TASK DIRECTIONS. Copy word for word the part of the article on boiler and pressure vessel safety below, starting at "The development and" and ending at "loss of life.".

EXCERPTED TEXT.
To go above and beyond compliance, risk managers should implement best practices specific to their industry and operations.
By: | October 24, 2017

When it comes to equipment like boilers and pressure vessels, simply passing regulatory mechanical integrity inspections may not always be enough to assure their safety. Year after year, equipment in full compliance with local jurisdictional/statutory inspection requirements still fails in service. Losses involving boilers and pressure vessels not only often result in significant damage and business interruption, but in the worst cases jeopardize the safety of personnel.

In short, compliance with these regulations is just the minimum legal requirement to operate a plant. This compliance does not ensure that all failure mechanisms have been addressed, and more importantly, it can create a false sense of security.

“In most countries, there are jurisdictional requirements to inspect equipment like boilers and pressure vessels,” said Mike Wood, Regional Manager of Boiler & Machinery for Global Risk Consultants, based in the UK. “But, just relying on these requirements to assure the safety of your equipment can be a flawed decision in some cases.”

It is also important to acknowledge that the scope and frequency of these inspection requirements vary widely from country to country. A risk manager based out of a parent company’s U.S. location may assume that overseas facilities are following all of the same inspection requirements as the U.S. operations. However, this is not always the case.

Pitfalls of Compliance as Minimum Standard

Mike Wood, Regional Manager of Boiler & Machinery

The development and implementation of inspection requirements has historically been reactive by nature. Significant changes to such requirements are normally enacted after there has been a major property loss or even loss of life.

Wood described an experience early on in his career as a risk engineer involving a boiler explosion at a client’s manufacturing plant in the Netherlands. The root cause of the explosion was attributed to a crack in one of the major boiler weld seams which caused major property damage, significant business interruption and serious injuries to employees.

Despite the aforementioned defect, this particular boiler had indeed passed a local inspection and was deemed compliant and legally safe to operate at the time.

“That’s a perfect example of how compliance doesn’t always guarantee safety,” Wood said.

After this incident, Wood went on to discover that the U.K. had revised their legal inspection requirements over a decade earlier, specifically including identifying defects in weld seams. To this day, the U.K. remains one of the few countries where such specific tests are mandatory, even though similar boilers are fabricated in the same way and subject to the same failure mechanisms around the world.

In an incident earlier this year, a U.S.-based industrial processing plant suffered a major loss caused by a steam vessel explosion. The incident resulted in fatalities, several injuries and extensive property damage. At the time of the incident, the equipment was reported to be in full regulatory compliance under local requirements, though investigative reports available in the public domain appear to indicate that the vessel was in poor condition.

“These legal requirements are just the minimum standards needed to operate a plant, but facility managers shouldn’t assume that compliance with these requirements assures they are doing everything they can to maintain the safety and integrity of their equipment,” Wood said.

Seeking Best Practices

Some jurisdictional guidelines provide reference material with best practices that are transferable. In addition, several industry advisory boards and committees produce best practice standards that exceed local legal requirements.

Point labeling data based on photos:
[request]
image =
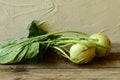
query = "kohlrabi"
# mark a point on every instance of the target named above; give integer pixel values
(103, 44)
(78, 47)
(82, 53)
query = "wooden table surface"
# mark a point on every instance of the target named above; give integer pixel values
(56, 68)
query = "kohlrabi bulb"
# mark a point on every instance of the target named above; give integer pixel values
(82, 53)
(103, 44)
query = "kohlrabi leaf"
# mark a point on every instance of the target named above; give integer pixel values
(35, 29)
(19, 51)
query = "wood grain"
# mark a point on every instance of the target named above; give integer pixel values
(56, 68)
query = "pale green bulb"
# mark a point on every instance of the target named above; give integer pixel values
(82, 53)
(103, 44)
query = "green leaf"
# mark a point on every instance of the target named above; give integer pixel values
(36, 29)
(18, 51)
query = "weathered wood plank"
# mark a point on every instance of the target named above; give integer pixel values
(62, 74)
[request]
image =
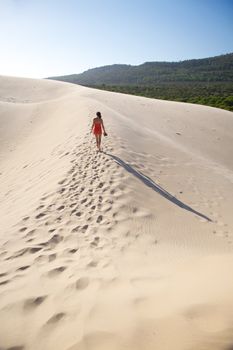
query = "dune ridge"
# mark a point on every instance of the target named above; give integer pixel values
(130, 248)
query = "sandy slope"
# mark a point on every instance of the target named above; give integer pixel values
(126, 249)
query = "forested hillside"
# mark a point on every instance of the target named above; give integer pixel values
(205, 81)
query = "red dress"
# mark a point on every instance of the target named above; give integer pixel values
(97, 130)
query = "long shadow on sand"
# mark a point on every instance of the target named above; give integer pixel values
(150, 183)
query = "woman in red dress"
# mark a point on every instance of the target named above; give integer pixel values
(97, 128)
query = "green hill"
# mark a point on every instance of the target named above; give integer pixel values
(205, 81)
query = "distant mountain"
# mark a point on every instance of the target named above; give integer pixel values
(214, 69)
(205, 81)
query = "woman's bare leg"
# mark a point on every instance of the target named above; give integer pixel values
(97, 143)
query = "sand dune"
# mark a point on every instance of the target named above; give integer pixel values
(127, 249)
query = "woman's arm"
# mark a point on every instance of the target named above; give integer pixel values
(92, 126)
(102, 123)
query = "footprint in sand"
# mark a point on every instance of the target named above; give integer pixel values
(55, 318)
(32, 303)
(23, 229)
(41, 215)
(56, 271)
(82, 283)
(22, 268)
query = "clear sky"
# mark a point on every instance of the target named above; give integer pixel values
(41, 38)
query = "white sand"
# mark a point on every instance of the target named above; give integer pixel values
(126, 249)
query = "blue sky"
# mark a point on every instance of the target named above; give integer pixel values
(41, 38)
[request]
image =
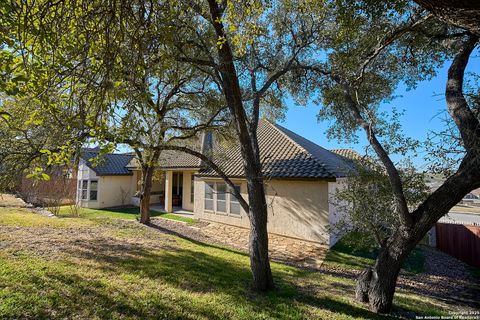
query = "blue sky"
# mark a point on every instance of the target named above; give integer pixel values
(422, 108)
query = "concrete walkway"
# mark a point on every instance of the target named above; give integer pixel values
(176, 210)
(283, 249)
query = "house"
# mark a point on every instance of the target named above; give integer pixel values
(107, 183)
(300, 180)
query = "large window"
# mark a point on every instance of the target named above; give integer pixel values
(88, 190)
(84, 189)
(192, 189)
(209, 187)
(93, 190)
(234, 205)
(219, 198)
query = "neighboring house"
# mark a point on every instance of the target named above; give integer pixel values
(300, 180)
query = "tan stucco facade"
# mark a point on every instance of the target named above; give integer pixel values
(298, 209)
(112, 191)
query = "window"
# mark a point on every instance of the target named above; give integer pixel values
(224, 200)
(84, 189)
(209, 196)
(192, 189)
(88, 190)
(234, 205)
(221, 197)
(93, 190)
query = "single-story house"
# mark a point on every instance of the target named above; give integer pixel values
(300, 180)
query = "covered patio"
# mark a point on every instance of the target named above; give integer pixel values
(175, 209)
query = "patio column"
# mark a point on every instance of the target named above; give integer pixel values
(168, 190)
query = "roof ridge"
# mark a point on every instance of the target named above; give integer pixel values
(276, 126)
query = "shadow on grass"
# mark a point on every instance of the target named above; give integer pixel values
(195, 273)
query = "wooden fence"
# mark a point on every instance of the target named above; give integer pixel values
(459, 240)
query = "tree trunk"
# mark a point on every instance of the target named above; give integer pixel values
(376, 284)
(147, 176)
(259, 262)
(258, 244)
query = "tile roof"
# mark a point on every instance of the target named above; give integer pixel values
(113, 164)
(170, 159)
(284, 154)
(347, 153)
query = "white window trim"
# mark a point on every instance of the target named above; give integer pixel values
(227, 200)
(80, 189)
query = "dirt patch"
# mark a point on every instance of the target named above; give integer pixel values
(9, 200)
(290, 251)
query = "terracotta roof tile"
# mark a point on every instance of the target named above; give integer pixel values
(284, 154)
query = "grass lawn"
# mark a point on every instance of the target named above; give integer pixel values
(91, 268)
(348, 253)
(121, 213)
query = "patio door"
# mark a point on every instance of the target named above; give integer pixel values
(177, 189)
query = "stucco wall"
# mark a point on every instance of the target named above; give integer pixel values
(336, 211)
(297, 209)
(114, 191)
(110, 188)
(85, 173)
(186, 199)
(199, 212)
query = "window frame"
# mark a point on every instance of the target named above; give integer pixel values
(84, 189)
(212, 199)
(229, 198)
(90, 190)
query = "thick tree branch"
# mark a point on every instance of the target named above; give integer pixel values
(393, 175)
(463, 14)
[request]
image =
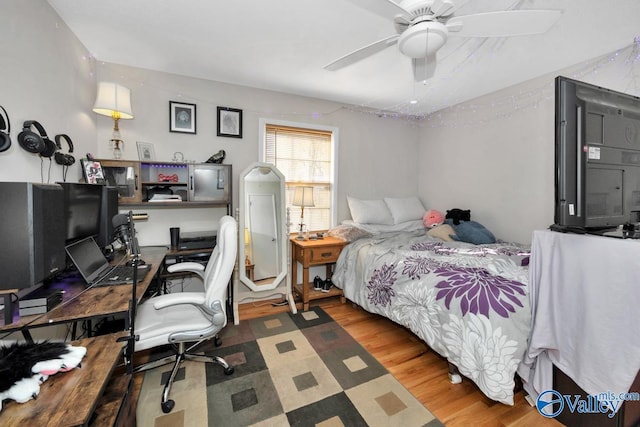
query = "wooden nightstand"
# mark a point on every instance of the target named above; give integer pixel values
(314, 252)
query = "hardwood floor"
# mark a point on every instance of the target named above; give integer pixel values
(422, 371)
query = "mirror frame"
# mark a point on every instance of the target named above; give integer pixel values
(280, 224)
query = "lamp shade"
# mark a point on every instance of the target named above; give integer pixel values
(303, 196)
(113, 100)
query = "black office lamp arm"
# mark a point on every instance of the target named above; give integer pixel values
(132, 337)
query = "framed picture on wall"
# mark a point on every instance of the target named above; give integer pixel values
(146, 152)
(229, 122)
(182, 117)
(92, 171)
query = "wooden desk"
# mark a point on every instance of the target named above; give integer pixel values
(69, 398)
(80, 303)
(72, 398)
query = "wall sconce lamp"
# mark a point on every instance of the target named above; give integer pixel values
(303, 197)
(114, 101)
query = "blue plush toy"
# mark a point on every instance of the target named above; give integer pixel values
(471, 232)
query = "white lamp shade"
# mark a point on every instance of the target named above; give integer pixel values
(113, 100)
(303, 196)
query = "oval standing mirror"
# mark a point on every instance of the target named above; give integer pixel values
(262, 248)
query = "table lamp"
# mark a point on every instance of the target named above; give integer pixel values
(114, 100)
(303, 197)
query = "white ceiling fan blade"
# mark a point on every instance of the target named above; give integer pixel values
(384, 8)
(424, 68)
(442, 7)
(362, 53)
(503, 24)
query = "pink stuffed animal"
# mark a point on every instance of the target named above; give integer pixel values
(432, 218)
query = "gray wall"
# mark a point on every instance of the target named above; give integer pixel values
(52, 78)
(495, 154)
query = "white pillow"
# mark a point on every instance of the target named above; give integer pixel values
(405, 209)
(386, 228)
(369, 211)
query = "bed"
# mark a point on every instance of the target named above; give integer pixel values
(469, 303)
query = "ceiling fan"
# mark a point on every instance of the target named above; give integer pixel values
(423, 26)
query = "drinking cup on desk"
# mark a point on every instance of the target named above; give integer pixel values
(175, 237)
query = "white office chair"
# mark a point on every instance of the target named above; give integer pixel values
(187, 317)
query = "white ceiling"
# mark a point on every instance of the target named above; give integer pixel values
(283, 45)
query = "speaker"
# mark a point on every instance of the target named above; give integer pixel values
(108, 209)
(5, 130)
(33, 142)
(60, 157)
(33, 232)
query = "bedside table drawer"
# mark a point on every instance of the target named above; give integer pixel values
(324, 255)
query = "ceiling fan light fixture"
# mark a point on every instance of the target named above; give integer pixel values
(423, 39)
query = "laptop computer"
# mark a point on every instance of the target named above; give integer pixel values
(96, 269)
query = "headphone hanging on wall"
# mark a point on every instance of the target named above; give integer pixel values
(5, 130)
(38, 143)
(60, 157)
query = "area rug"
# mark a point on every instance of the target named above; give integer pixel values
(290, 370)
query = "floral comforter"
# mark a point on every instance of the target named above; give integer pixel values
(468, 302)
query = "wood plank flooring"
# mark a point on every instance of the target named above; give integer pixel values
(422, 371)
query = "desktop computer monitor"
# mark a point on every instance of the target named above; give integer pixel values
(33, 233)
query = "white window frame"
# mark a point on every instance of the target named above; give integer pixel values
(263, 122)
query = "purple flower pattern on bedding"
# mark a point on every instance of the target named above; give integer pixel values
(479, 291)
(413, 267)
(381, 285)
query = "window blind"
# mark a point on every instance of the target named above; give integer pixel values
(304, 158)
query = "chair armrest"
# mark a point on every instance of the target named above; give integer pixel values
(192, 298)
(192, 267)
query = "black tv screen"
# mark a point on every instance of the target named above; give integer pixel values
(597, 156)
(82, 205)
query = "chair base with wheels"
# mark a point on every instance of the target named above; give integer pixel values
(182, 354)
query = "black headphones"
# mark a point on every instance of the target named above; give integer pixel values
(5, 130)
(60, 157)
(36, 142)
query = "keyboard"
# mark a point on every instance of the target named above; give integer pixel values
(123, 275)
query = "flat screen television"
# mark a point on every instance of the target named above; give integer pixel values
(82, 208)
(597, 157)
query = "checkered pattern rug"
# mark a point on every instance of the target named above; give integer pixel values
(290, 370)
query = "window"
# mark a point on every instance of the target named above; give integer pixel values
(305, 154)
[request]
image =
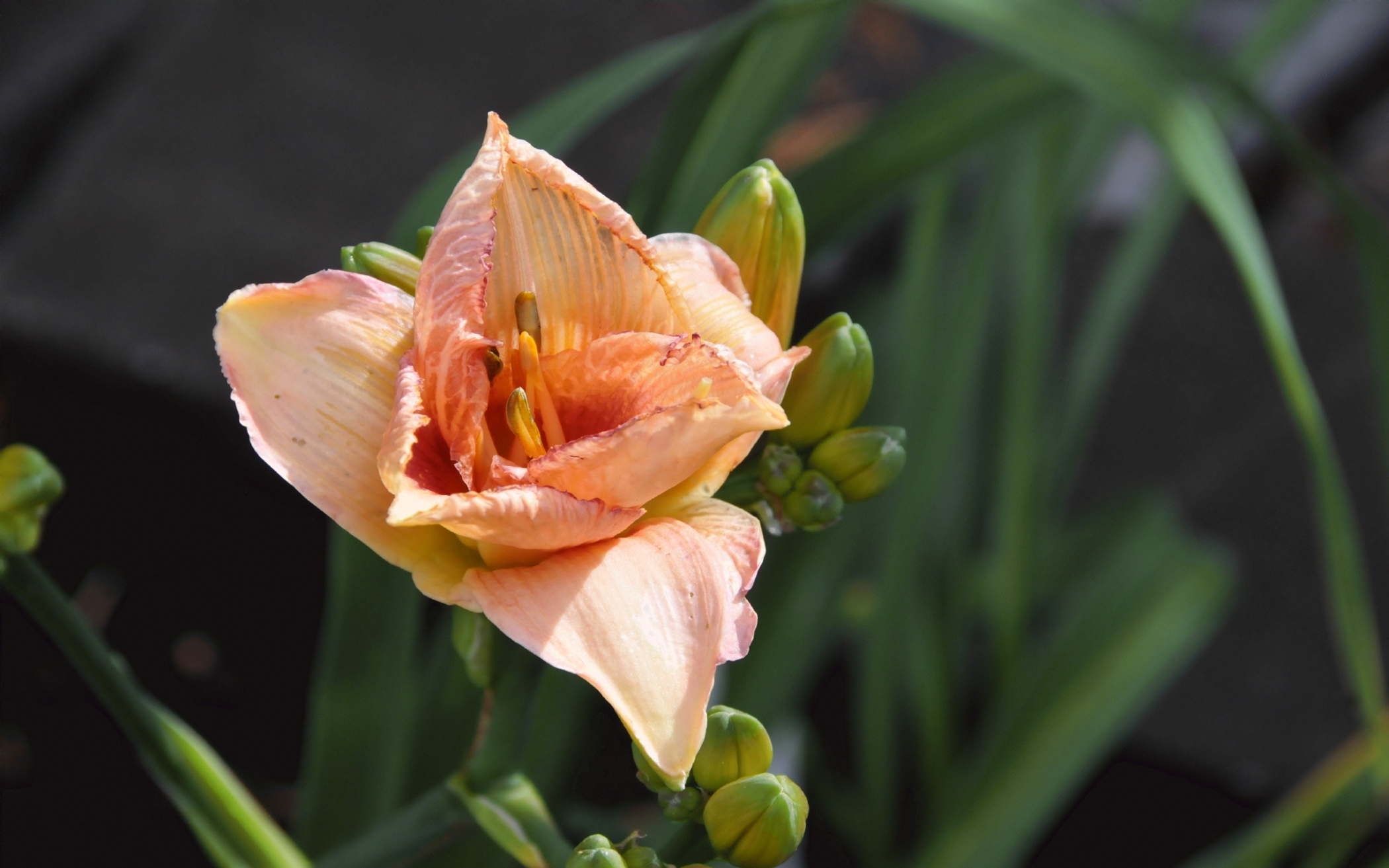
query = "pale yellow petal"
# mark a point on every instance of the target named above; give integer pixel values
(313, 368)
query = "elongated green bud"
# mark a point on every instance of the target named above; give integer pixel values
(642, 857)
(779, 469)
(687, 806)
(756, 219)
(829, 389)
(385, 263)
(759, 821)
(28, 485)
(595, 851)
(735, 746)
(814, 503)
(862, 461)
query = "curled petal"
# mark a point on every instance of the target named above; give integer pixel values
(312, 368)
(652, 453)
(521, 516)
(644, 618)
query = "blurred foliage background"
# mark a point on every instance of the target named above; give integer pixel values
(989, 186)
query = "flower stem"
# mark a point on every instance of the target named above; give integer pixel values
(224, 816)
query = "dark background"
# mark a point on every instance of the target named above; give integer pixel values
(157, 156)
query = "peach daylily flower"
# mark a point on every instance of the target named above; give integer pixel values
(595, 543)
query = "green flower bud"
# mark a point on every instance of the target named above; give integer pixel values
(687, 806)
(648, 774)
(828, 389)
(862, 461)
(814, 503)
(642, 857)
(756, 219)
(735, 746)
(595, 851)
(759, 821)
(423, 237)
(28, 485)
(385, 263)
(779, 469)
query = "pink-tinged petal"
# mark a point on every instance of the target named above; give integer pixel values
(621, 377)
(652, 453)
(523, 516)
(312, 368)
(644, 618)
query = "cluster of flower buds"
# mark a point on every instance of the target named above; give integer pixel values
(753, 818)
(28, 485)
(817, 464)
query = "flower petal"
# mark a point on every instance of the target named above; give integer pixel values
(312, 368)
(644, 618)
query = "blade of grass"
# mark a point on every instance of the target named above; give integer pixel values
(564, 117)
(1136, 75)
(227, 820)
(1152, 604)
(360, 697)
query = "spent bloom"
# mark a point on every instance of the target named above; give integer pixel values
(538, 432)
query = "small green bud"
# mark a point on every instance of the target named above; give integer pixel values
(759, 821)
(687, 806)
(756, 219)
(828, 389)
(595, 851)
(385, 263)
(862, 461)
(28, 485)
(642, 857)
(814, 503)
(473, 641)
(735, 746)
(779, 469)
(423, 237)
(646, 773)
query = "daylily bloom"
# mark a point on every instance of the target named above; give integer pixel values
(538, 434)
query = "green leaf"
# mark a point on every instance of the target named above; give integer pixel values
(1150, 604)
(767, 73)
(362, 696)
(937, 122)
(560, 120)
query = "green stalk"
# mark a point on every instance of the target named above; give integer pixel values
(224, 816)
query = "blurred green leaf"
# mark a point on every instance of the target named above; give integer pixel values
(727, 108)
(362, 697)
(560, 120)
(937, 122)
(1150, 604)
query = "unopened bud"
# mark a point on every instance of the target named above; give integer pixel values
(687, 806)
(28, 485)
(735, 746)
(642, 857)
(814, 503)
(385, 263)
(756, 219)
(646, 771)
(862, 461)
(423, 237)
(828, 391)
(759, 821)
(779, 469)
(595, 851)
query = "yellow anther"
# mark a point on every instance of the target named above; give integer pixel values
(528, 317)
(523, 424)
(538, 392)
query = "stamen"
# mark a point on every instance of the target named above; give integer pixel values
(528, 317)
(523, 424)
(536, 389)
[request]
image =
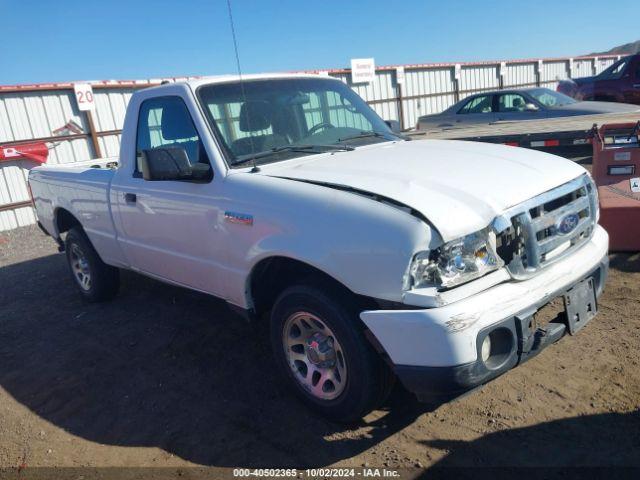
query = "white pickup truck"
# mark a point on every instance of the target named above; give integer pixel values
(372, 257)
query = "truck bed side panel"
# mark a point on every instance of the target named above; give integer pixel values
(84, 192)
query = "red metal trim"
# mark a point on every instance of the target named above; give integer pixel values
(99, 84)
(38, 152)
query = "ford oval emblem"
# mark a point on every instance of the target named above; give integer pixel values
(568, 223)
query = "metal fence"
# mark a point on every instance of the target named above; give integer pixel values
(32, 113)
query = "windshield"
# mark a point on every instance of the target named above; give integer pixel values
(614, 71)
(549, 98)
(275, 119)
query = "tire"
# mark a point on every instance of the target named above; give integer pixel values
(95, 280)
(354, 379)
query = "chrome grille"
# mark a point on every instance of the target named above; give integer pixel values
(548, 227)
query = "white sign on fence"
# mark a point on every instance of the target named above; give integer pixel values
(363, 70)
(457, 71)
(84, 96)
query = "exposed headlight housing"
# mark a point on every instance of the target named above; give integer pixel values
(455, 262)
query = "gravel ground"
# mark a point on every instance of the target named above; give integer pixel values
(165, 377)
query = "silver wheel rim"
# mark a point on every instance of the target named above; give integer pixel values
(314, 355)
(80, 268)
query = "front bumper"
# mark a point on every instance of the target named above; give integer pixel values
(436, 352)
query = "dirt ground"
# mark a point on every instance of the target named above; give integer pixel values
(165, 377)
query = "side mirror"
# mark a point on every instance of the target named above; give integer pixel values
(394, 125)
(171, 163)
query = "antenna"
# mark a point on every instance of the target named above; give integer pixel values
(244, 96)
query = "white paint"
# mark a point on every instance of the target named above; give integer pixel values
(84, 96)
(503, 69)
(363, 70)
(177, 232)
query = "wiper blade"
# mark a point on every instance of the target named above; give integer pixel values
(364, 134)
(294, 148)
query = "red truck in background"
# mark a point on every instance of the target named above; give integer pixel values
(618, 83)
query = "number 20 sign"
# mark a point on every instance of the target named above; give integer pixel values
(84, 96)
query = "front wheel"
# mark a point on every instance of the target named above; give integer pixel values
(96, 280)
(321, 351)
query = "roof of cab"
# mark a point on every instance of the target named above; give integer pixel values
(195, 83)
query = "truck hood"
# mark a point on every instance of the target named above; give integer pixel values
(460, 187)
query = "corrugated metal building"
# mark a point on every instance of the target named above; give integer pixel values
(31, 113)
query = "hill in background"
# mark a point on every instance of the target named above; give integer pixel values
(626, 49)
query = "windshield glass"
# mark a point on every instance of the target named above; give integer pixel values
(614, 71)
(549, 98)
(276, 119)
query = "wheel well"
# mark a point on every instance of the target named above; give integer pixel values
(65, 220)
(272, 275)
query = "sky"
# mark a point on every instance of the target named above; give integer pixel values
(49, 41)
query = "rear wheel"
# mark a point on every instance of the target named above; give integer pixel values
(321, 351)
(96, 280)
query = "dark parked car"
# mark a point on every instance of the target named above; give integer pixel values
(618, 83)
(514, 105)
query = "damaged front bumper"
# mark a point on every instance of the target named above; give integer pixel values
(437, 352)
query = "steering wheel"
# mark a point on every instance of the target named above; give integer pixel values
(320, 126)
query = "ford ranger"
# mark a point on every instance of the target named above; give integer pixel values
(373, 258)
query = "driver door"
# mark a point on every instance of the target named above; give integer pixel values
(168, 227)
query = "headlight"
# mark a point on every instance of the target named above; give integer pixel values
(456, 262)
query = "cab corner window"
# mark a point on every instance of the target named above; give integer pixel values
(166, 133)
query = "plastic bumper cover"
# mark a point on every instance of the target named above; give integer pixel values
(436, 352)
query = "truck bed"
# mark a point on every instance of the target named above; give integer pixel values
(82, 189)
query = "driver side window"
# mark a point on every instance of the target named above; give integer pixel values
(481, 104)
(166, 122)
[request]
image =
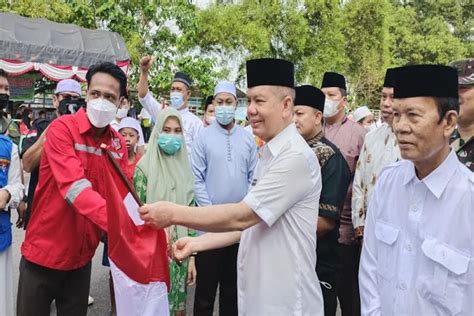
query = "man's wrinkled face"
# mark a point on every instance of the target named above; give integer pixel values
(466, 105)
(386, 104)
(417, 125)
(267, 111)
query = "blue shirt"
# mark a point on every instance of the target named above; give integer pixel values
(223, 163)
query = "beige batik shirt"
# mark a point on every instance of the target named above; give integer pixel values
(380, 150)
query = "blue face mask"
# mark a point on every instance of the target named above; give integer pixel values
(170, 143)
(225, 114)
(176, 99)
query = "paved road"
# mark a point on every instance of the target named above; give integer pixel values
(99, 280)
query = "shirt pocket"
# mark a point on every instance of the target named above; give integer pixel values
(448, 278)
(387, 236)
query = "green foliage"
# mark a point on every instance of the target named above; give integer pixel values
(359, 38)
(148, 27)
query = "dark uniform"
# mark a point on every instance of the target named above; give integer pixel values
(39, 126)
(464, 150)
(336, 177)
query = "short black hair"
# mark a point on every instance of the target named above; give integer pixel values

THE OUTPUT.
The development and implementation of inspection requirements has historically been reactive by nature. Significant changes to such requirements are normally enacted after there has been a major property loss or even loss of life.